Task A:
Express every line of the records as a JSON list of strings, one string per line, with blank lines left out.
-- Source passage follows --
ListAdaptiveMtDatasetsRequest

Request message for listing all Adaptive MT datasets that the requestor has access to.

Fields
parent

string

Required. The resource name of the project from which to list the Adaptive MT datasets. projects/{project-number-or-id}/locations/{location-id}

page_size

int32

Optional. Requested page size. The server may return fewer results than requested. If unspecified, the server picks an appropriate default.

page_token

string

Optional. A token identifying a page of results the server should return. Typically, this is the value of ListAdaptiveMtDatasetsResponse.next_page_token returned from the previous call to ListAdaptiveMtDatasets method. The first page is returned if page_tokenis empty or missing.

filter

string

Optional. An expression for filtering the results of the request. Filter is not supported yet.

ListAdaptiveMtDatasetsResponse

A list of AdaptiveMtDatasets.

Fields
adaptive_mt_datasets[]

AdaptiveMtDataset

Output only. A list of Adaptive MT datasets.

next_page_token

string

Optional. A token to retrieve a page of results. Pass this value in the [ListAdaptiveMtDatasetsRequest.page_token] field in the subsequent call to ListAdaptiveMtDatasets method to retrieve the next page of results.

ListAdaptiveMtFilesRequest

The request to list all AdaptiveMt files under a given dataset.

Fields
parent

string

Required. The resource name of the project from which to list the Adaptive MT files. projects/{project}/locations/{location}/adaptiveMtDatasets/{dataset}

page_size

int32

Optional.

page_token

string

Optional. A token identifying a page of results the server should return. Typically, this is the value of ListAdaptiveMtFilesResponse.next_page_token returned from the previous call to ListAdaptiveMtFiles method. The first page is returned if page_tokenis empty or missing.

ListAdaptiveMtFilesResponse

The response for listing all AdaptiveMt files under a given dataset.

Fields
adaptive_mt_files[]

AdaptiveMtFile

Output only. The Adaptive MT files.

next_page_token

string

Optional. A token to retrieve a page of results. Pass this value in the ListAdaptiveMtFilesRequest.page_token field in the subsequent call to ListAdaptiveMtFiles method to retrieve the next page of results.

ListAdaptiveMtSentencesRequest

The request for listing Adaptive MT sentences from a Dataset/File.

Fields
parent

string

Required. The resource name of the project from which to list the Adaptive MT files. The following format lists all sentences under a file. projects/{project}/locations/{location}/adaptiveMtDatasets/{dataset}/adaptiveMtFiles/{file} The following format lists all sentences within a dataset. projects/{project}/locations/{location}/adaptiveMtDatasets/{dataset}

page_size

int32

page_token

string

A token identifying a page of results the server should return. Typically, this is the value of ListAdaptiveMtSentencesRequest.next_page_token returned from the previous call to ListTranslationMemories method. The first page is returned if page_token is empty or missing.
-- Source passage concluded --
Task B:
Rewrite the API reference from "Request message for" to "an appropriate default.", changing "server" to "backend".
-- Data provided follows --
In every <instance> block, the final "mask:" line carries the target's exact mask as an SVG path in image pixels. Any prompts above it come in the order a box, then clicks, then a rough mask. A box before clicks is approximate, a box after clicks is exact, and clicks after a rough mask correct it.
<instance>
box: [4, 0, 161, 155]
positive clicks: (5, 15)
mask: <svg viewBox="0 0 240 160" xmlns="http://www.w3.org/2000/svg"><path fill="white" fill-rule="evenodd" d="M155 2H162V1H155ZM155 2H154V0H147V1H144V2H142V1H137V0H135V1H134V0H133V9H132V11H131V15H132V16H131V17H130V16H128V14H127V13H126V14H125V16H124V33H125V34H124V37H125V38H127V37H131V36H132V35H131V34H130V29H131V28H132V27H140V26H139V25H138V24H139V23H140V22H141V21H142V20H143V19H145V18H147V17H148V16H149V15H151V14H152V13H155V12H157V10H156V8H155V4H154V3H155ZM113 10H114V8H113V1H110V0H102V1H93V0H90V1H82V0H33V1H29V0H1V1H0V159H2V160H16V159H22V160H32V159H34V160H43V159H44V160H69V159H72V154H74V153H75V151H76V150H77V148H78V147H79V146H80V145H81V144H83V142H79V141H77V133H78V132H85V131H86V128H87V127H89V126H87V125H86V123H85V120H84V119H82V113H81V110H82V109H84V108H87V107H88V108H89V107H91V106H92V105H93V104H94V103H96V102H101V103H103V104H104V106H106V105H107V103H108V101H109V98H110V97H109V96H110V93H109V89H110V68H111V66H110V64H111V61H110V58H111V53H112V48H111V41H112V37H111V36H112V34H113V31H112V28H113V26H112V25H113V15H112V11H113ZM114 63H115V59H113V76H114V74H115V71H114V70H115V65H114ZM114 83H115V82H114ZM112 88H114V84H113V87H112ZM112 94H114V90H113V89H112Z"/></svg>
-- Data provided concluded --
Answer space A:
[
  "In every <instance> block, the final \"mask:\" line carries the target's exact mask as an SVG path in image pixels. Any prompts above it come in the order a box, then clicks, then a rough mask. A box before clicks is approximate, a box after clicks is exact, and clicks after a rough mask correct it.",
  "<instance>",
  "box: [4, 0, 161, 155]",
  "positive clicks: (5, 15)",
  "mask: <svg viewBox=\"0 0 240 160\" xmlns=\"http://www.w3.org/2000/svg\"><path fill=\"white\" fill-rule=\"evenodd\" d=\"M155 2H162V1H155ZM155 2H154V0H147V1H144V2H142V1H137V0H135V1H134V0H133V9H132V11H131V15H132V16H131V17H130V16H128V14H127V13H126V14H125V16H124V33H125V34H124V37H125V38H127V37H131V36H132V35H131V34H130V29H131V28H132V27H140V26H139V25H138V24H139V23H140V22H141V21H142V20H143V19H145V18H147V17H148V16H149V15H151V14H152V13H155V12H157V10H156V8H155V4H154V3H155ZM113 10H114V8H113V1H110V0H102V1H93V0H90V1H82V0H33V1H29V0H1V1H0V159H2V160H16V159H22V160H32V159H34V160H43V159H44V160H69V159H72V154H74V153H75V151H76V150H77V148H78V147H79V146H80V145H81V144H83V142H79V141H77V133H78V132H85V131H86V128H87V127H89V126H87V125H86V123H85V120H84V119H82V113H81V110H82V109H84V108H87V107H88V108H89V107H91V106H92V105H93V104H94V103H96V102H101V103H103V104H104V106H106V105H107V103H108V101H109V98H110V97H109V96H110V93H109V89H110V68H111V66H110V64H111V61H110V58H111V53H112V48H111V41H112V37H111V36H112V34H113V31H112V28H113V26H112V25H113V15H112V11H113ZM114 63H115V59H113V76H114V74H115V71H114V70H115V65H114ZM114 83H115V82H114ZM112 88H114V84H113V87H112ZM112 94H114V90H113V89H112Z\"/></svg>"
]

Answer space B:
Request message for listing all Adaptive MT datasets that the requestor has access to.

Fields
parent

string

Required. The resource name of the project from which to list the Adaptive MT datasets. projects/{project-number-or-id}/locations/{location-id}

page_size

int32

Optional. Requested page size. The backend may return fewer results than requested. If unspecified, the backend picks an appropriate default.